§ What is expected
Please transcribe the listing below line for line, changing nothing.
=-=-=-=-=
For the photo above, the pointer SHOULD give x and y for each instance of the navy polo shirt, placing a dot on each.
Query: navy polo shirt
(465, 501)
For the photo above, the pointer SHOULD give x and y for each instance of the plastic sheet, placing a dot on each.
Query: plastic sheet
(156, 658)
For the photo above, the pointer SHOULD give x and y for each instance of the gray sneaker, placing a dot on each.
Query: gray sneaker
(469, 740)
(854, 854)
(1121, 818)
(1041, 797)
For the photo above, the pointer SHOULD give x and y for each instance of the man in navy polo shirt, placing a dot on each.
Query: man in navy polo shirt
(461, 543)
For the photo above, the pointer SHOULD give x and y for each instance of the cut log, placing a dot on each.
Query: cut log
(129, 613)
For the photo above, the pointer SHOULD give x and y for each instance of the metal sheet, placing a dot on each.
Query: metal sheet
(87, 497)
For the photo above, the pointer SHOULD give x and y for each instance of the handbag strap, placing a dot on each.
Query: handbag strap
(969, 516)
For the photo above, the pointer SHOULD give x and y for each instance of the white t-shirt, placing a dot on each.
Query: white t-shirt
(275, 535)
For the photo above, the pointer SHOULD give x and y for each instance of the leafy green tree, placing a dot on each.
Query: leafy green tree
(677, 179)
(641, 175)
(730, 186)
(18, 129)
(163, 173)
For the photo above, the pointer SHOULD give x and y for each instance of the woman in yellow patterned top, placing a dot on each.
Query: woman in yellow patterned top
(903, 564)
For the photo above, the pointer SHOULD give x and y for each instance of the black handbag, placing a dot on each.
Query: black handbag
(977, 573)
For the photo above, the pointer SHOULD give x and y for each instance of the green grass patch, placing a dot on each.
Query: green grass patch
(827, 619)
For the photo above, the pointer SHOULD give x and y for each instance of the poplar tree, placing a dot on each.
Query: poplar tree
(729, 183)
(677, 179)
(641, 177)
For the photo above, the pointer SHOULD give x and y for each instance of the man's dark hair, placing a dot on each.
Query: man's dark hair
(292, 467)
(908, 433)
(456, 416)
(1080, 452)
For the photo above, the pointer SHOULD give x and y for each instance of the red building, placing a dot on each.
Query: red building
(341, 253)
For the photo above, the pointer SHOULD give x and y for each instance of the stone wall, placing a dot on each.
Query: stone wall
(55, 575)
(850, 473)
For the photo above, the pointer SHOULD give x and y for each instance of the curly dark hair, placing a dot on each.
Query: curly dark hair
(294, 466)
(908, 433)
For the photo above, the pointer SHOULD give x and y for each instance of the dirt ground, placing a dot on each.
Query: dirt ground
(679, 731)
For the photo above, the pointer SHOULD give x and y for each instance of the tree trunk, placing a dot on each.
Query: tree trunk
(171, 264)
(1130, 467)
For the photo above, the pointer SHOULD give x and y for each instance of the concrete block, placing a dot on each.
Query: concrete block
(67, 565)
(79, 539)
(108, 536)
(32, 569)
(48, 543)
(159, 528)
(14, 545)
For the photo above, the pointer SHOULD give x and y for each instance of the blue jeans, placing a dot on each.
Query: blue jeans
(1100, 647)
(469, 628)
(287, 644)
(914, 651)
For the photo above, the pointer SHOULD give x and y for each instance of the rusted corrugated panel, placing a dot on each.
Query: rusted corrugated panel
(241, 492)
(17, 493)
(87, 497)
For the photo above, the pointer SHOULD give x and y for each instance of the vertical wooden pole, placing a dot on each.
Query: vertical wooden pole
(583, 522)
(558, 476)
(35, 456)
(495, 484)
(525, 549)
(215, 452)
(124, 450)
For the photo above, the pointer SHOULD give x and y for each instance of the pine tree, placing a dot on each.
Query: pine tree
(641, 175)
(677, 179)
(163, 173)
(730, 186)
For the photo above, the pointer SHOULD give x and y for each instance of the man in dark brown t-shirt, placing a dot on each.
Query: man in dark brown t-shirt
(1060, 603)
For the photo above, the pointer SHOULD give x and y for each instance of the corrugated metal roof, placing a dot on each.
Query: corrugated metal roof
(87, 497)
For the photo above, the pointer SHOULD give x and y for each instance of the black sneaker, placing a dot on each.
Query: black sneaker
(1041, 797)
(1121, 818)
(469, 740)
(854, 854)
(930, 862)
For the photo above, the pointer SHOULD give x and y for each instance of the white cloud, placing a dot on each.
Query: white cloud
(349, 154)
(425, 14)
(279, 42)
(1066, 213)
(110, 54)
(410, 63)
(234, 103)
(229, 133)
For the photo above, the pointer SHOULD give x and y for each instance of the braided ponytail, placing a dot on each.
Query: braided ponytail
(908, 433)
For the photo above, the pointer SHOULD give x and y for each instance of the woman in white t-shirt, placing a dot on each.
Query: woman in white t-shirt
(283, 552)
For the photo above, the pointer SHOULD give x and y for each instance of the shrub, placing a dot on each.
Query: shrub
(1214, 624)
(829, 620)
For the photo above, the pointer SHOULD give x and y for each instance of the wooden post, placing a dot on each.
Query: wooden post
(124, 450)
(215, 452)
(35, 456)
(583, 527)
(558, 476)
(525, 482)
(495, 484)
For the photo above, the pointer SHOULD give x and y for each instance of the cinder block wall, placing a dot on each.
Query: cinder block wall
=-=-=-=-=
§ Written answer
For the photo above, the pointer SHOULD give x and y for each instance of the navy polo shirt, placing a dot on each.
Query: navy polo shirt
(465, 501)
For the photo above, the pointer SHOULD give x and y for each instance of the plastic sheet, placing a dot on each.
Query: plastic sheet
(156, 658)
For the photo above, the pointer SHOULD give x and y for each instance of the gray sneaker, placing a dot on each.
Query: gray sneaker
(469, 740)
(854, 854)
(1121, 818)
(1041, 797)
For the photo above, the pointer SHOULD give x and y for each instance of the man in navy polo shirt, placing a dot on each.
Query: man in navy polo shirt
(461, 543)
For the photo above, the pointer SHOULD give x and y for each instance of the cut log, placing a dot on each.
Query: cut log
(129, 613)
For the photo above, the pointer SHOULD give x and y for each instance of the metal sheet, placing a dot on each.
Query: metal sheet
(87, 497)
For the photo above, the pointer SHOULD give x and y for each instance of the handbag strap, placing a dot on each.
Query: handbag strap
(969, 516)
For the photo above, the pointer SHOULD give x and y for each instance of the white t-shirt, placing a dot on each.
Query: white t-shirt
(275, 535)
For the photo above, the pointer SHOULD give x and y for each instance of the leafy green tree, placing a dot on each.
Query: leafy green tree
(677, 179)
(641, 175)
(730, 186)
(18, 129)
(163, 173)
For the photo above, the pointer SHOULD give x and y for each instance of the woman in yellow patterned top, placing a dot on each.
Query: woman in yellow patterned top
(903, 564)
For the photo above, the pointer SHOULD give x and y for each instance of the black handbag, placing a dot on each.
Query: black handbag
(977, 573)
For the photo above, the pointer SHOULD give x and y for each instance of the green grass patch, placing a dot on each.
Query: green grass patch
(827, 619)
For the photo above, the pointer SHOULD give x and y for each instance of the poplar tree, placing a dot on each.
Query: poplar tree
(729, 183)
(677, 179)
(641, 177)
For the photo above, the pointer SHOULD give x and y for each instance of the man's dark hair, placing a dot on each.
Query: man's dark hair
(292, 467)
(908, 433)
(456, 416)
(1080, 452)
For the photo above, the pointer SHOULD give x and y for each instance of the red building, placing a dot on each.
Query: red building
(341, 253)
For the photo above, the pointer SHOULD give x and y for each instance of the stone wall, placing a dot on each.
Query: stone wall
(55, 575)
(850, 473)
For the photo above, the pointer SHOULD give x and y for each instance of the curly dark hair, placing a dot on each.
Query: curly dark hair
(294, 466)
(908, 433)
For the photo above, the pointer SHOULD give x and y for each instance of the dirt ground, placing a dot on each.
Query: dirt ground
(679, 731)
For the photo above, the pointer SHOULD give x and y for each instance of the tree trunk, placing a dot on each.
Query: tree trunk
(171, 264)
(1130, 467)
For the photo above, the pointer SHOULD give x and y for each instance of the concrete block, placing a dot on each.
Query: concrete block
(67, 565)
(79, 539)
(108, 536)
(32, 569)
(48, 543)
(159, 528)
(14, 545)
For the photo above, the pointer SHOULD give x and y for each instance of the blue jeans, placing a dot on each.
Query: blue jeans
(1100, 647)
(469, 628)
(287, 644)
(914, 651)
For the photo above, the pointer SHOULD give x and y for each instance of the rusted corrugated panel, placing a dot on each.
Query: rusted corrugated panel
(241, 492)
(17, 493)
(87, 497)
For the photo above, the pointer SHOULD give x and y for each instance of the vertical wooden pole, placing a dot on each.
Query: vertical wooden pole
(583, 522)
(558, 476)
(35, 456)
(495, 484)
(525, 549)
(215, 452)
(124, 450)
For the photo above, the pointer SHOULD give x and y for each instance of the pine tree, placing a dot on each.
Query: pine tree
(641, 175)
(677, 179)
(163, 173)
(730, 186)
For the photo above, the pointer SHOULD give x and y for each instance of the man in dark brown t-shirt, placing a dot on each.
Query: man in dark brown t-shirt
(1060, 603)
For the photo above, the pointer SHOULD give x and y for each instance of the corrugated metal roof, placing a dot on each.
Query: corrugated metal roof
(87, 497)
For the photo above, the pointer SHOULD give x and y for each instance of the black sneaker, placing a dot on each.
Query: black sneaker
(1041, 797)
(1121, 818)
(469, 740)
(854, 854)
(930, 862)
For the photo above, the pointer SHOULD give x and y for each instance of the white cloud, placing a dot on each.
Query: white cloud
(349, 154)
(425, 14)
(279, 42)
(1066, 213)
(110, 54)
(410, 63)
(234, 103)
(229, 133)
For the photo above, the pointer SHOULD give x and y for each instance of the braided ponytail, placing a dot on each.
Query: braided ponytail
(908, 433)
For the photo above, the pointer SHOULD give x and y for each instance of the woman in white t-shirt, placing a dot on each.
Query: woman in white t-shirt
(283, 552)
For the photo above, the pointer SHOULD give x and y for each instance of the shrub, placing a dot on each.
Query: shrub
(1214, 624)
(829, 620)
For the photo above, the pointer SHOULD give x and y for each instance of the wooden post, placing a dot on each.
Query: wooden post
(124, 450)
(215, 452)
(35, 456)
(583, 527)
(558, 476)
(525, 482)
(495, 484)
For the photo above, the pointer SHOULD give x and y for each instance of the cinder block wall, placing a dot on each.
Query: cinder block wall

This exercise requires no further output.